#### Given text
- Opening Delimiter -

NEW YORK – Allelica said on Tuesday that it has formed a partnership with Invitae to develop a breast cancer polygenic risk score (PRS) that can be clinically implemented across multiple ancestries.

The collaborators plan to develop and validate this PRS by combining Invitae's genomics data, clinical reach, physician network, and development capabilities with Allelica's ability to analyze multiple datasets using its proprietary software tools.

They plan to integrate the breast cancer PRS with absolute risk models to estimate 10-year and lifetime risk in women of multiple ancestries, with the goal of better estimating when women should begin breast cancer screening and which screening modality they should use to detect disease as early as possible.

The effort joins others that similarly look to narrow health equity gaps by developing genomic tools that are more broadly applicable across genetic ancestries, as most disease-associated variants currently come from genome-wide association studies conducted in people of European ancestry.

Last year, Myriad Genetics demonstrated that its own breast cancer PRS delivers accurate risk estimates for women of diverse ancestries.

- Closing Delimiter -

#### Information given

- Opening Delimiter -

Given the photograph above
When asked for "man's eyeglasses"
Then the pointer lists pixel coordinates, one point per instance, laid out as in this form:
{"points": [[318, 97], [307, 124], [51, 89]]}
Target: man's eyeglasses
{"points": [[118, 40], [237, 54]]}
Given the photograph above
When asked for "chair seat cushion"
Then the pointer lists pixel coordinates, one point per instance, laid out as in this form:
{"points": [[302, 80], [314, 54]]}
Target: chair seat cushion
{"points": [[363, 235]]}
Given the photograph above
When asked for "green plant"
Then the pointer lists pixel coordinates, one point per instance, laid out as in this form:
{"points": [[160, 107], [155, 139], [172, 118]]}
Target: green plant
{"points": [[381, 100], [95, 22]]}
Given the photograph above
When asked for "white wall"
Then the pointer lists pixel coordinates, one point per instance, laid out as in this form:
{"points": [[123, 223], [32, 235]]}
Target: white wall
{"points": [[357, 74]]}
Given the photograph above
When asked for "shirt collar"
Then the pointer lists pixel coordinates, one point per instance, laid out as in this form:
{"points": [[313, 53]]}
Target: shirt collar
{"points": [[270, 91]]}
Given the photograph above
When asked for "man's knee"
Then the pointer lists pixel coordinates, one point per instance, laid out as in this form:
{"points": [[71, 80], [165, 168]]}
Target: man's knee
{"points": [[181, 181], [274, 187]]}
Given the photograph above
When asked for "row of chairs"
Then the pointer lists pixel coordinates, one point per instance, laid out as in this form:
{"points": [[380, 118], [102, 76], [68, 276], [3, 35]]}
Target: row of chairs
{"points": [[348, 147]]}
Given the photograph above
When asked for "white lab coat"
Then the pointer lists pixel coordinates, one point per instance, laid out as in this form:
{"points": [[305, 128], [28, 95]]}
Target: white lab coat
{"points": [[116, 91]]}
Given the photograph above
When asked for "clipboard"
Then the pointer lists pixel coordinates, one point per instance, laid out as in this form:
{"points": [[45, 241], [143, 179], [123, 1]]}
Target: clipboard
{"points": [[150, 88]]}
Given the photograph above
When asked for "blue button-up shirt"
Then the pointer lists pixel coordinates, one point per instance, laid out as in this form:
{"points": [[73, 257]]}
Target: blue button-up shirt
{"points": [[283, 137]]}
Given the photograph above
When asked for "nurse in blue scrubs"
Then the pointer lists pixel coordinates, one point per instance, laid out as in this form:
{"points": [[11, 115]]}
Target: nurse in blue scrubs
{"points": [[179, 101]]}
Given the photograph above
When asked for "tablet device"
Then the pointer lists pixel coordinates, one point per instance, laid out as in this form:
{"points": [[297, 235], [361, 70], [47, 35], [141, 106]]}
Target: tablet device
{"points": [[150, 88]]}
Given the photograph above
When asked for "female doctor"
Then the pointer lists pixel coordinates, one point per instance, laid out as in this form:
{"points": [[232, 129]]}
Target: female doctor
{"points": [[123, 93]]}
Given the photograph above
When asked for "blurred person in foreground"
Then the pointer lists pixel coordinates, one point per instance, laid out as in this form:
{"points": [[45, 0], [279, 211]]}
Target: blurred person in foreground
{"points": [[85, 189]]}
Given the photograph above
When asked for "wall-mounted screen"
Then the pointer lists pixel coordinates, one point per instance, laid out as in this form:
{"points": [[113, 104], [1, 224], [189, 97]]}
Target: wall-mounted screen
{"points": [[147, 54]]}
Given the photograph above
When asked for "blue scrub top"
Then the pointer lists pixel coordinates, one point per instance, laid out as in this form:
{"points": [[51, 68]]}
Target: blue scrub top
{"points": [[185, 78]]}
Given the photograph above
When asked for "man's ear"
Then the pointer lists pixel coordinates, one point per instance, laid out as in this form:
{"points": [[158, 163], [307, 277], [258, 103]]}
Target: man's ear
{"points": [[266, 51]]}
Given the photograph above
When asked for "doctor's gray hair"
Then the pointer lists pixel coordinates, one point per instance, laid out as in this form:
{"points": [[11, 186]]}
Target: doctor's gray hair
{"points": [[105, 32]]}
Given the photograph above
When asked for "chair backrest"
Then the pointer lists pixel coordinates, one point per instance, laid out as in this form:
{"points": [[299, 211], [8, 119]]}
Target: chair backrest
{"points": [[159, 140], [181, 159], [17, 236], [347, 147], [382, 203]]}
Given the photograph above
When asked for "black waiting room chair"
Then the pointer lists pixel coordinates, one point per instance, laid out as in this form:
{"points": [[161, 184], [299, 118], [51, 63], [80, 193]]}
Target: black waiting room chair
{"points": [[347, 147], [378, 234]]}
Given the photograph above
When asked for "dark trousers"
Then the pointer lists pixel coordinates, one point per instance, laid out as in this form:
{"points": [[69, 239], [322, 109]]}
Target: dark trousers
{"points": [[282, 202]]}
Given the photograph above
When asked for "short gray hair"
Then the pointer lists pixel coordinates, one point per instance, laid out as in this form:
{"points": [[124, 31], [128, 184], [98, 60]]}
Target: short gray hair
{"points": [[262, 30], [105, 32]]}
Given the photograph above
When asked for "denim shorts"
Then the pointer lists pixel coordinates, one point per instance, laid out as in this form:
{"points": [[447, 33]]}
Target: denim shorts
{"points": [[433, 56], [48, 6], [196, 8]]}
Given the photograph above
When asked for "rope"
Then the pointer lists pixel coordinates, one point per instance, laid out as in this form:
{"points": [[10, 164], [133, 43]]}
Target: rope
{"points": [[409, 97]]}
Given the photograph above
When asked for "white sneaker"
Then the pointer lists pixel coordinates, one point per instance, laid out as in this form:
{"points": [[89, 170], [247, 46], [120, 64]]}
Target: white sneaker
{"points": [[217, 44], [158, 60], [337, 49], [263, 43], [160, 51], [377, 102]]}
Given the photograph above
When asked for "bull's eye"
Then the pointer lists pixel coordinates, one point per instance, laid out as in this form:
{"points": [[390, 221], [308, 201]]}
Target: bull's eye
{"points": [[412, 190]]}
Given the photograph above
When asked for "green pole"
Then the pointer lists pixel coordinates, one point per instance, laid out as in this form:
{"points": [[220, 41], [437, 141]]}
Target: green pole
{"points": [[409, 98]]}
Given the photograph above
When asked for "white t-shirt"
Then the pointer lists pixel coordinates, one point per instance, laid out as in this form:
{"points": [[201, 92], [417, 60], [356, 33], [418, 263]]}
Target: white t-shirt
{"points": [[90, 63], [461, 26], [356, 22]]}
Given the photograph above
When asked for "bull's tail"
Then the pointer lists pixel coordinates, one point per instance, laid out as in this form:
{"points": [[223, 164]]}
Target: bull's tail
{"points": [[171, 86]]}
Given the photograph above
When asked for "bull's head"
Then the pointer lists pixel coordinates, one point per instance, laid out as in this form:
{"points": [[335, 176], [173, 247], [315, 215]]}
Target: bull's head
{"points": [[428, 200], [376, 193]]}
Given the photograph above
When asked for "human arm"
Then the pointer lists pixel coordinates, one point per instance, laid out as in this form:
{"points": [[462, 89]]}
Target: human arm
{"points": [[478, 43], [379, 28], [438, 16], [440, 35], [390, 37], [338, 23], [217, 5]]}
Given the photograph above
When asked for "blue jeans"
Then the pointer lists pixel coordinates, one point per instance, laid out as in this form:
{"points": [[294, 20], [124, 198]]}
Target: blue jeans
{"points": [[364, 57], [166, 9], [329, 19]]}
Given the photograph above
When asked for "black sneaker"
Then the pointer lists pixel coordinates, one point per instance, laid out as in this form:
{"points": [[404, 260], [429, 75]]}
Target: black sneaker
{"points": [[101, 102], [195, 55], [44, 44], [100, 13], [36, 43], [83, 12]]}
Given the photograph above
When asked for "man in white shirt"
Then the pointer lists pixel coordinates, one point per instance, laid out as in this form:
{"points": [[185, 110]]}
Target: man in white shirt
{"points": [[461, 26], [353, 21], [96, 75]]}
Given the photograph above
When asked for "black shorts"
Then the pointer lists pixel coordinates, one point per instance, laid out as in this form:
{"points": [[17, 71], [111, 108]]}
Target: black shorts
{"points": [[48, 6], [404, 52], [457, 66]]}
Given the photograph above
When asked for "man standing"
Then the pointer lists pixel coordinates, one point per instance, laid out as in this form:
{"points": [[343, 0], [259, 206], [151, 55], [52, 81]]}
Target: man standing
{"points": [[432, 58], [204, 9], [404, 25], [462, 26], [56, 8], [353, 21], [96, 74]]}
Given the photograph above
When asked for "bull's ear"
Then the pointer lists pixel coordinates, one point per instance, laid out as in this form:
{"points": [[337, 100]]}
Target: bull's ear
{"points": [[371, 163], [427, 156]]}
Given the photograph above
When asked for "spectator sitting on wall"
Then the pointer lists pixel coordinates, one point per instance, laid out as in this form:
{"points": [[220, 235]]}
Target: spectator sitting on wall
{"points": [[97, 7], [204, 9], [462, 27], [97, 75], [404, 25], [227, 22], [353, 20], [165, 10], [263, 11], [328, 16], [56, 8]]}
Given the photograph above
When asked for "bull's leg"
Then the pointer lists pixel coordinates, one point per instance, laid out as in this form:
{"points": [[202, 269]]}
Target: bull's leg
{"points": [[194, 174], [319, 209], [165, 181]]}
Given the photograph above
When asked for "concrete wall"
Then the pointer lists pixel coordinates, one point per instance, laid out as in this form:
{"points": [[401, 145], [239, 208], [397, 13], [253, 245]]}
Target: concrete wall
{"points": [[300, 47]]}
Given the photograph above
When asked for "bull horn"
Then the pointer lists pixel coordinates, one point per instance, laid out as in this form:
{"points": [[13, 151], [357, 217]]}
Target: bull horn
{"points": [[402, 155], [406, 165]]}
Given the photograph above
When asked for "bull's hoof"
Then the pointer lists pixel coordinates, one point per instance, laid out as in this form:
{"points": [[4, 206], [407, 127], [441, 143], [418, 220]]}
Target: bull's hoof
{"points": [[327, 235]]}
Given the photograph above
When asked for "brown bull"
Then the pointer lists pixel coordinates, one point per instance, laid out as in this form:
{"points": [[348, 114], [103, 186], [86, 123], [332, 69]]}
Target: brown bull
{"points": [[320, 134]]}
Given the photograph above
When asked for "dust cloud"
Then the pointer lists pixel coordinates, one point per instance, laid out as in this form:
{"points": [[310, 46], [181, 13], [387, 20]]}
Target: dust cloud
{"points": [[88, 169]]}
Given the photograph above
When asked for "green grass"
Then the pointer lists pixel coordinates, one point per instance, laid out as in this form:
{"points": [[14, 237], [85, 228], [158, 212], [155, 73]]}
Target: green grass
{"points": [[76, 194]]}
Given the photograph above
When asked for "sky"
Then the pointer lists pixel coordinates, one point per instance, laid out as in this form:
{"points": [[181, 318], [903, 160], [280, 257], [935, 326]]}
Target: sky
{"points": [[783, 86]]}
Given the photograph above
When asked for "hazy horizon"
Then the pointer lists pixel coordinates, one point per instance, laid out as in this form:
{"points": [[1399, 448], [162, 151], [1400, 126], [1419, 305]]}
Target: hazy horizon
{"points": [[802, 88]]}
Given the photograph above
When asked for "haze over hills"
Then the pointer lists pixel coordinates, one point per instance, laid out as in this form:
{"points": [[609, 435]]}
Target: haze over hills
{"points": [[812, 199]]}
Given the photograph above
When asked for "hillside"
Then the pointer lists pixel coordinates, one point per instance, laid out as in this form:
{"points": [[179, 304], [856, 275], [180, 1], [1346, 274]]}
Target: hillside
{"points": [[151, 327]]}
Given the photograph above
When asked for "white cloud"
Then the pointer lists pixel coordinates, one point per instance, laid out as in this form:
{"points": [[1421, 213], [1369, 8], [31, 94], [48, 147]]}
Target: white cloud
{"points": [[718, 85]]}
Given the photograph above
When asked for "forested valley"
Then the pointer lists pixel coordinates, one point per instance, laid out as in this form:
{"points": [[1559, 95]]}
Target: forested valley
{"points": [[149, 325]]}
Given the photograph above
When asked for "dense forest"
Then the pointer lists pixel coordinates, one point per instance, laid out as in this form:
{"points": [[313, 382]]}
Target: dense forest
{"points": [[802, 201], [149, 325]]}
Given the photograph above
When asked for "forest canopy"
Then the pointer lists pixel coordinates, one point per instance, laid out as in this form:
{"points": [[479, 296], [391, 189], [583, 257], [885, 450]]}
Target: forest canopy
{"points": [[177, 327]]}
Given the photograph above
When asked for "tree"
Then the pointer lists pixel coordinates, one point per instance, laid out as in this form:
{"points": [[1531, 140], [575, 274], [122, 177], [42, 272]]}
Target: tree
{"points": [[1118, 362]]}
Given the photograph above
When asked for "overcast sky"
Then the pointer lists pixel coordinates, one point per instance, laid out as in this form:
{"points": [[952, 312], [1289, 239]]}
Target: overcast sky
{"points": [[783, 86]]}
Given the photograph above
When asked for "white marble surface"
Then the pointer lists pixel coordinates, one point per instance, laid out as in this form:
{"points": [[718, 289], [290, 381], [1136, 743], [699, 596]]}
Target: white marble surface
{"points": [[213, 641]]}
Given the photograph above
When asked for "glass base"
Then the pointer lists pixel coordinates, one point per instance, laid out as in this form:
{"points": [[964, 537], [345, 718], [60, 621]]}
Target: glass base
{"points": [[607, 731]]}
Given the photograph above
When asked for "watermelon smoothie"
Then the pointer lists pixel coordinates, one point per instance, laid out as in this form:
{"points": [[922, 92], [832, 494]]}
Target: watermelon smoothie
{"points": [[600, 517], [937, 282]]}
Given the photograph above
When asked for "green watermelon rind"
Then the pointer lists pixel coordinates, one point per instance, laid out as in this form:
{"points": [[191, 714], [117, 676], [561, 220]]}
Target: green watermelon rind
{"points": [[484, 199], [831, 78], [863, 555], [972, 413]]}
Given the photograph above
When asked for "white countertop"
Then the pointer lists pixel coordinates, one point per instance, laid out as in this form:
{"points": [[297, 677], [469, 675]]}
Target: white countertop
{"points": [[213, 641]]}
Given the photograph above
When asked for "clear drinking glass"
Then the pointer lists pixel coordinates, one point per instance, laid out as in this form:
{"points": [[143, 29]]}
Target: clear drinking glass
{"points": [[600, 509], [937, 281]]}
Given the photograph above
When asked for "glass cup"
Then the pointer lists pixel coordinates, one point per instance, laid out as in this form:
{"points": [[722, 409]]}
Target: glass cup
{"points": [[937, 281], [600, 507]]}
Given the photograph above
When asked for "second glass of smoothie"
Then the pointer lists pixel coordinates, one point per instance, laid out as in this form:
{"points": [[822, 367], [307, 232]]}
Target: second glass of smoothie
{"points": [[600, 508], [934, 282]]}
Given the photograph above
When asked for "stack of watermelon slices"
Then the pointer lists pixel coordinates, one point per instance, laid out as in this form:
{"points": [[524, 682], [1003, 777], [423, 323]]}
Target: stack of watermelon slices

- Closing Delimiter -

#### Problems and tasks
1 > According to the news excerpt on the Allelica and Invitae partnership, what two kinds of risk will the breast cancer PRS help estimate when combined with absolute risk models?
2 > From the news excerpt on the Allelica and Invitae partnership, copy the passage that begins at the words "The collaborators plan" and stops after the words "early as possible.".

#### Answers below
1 > 10-year and lifetime risk

2 >
The collaborators plan to develop and validate this PRS by combining Invitae's genomics data, clinical reach, physician network, and development capabilities with Allelica's ability to analyze multiple datasets using its proprietary software tools.

They plan to integrate the breast cancer PRS with absolute risk models to estimate 10-year and lifetime risk in women of multiple ancestries, with the goal of better estimating when women should begin breast cancer screening and which screening modality they should use to detect disease as early as possible.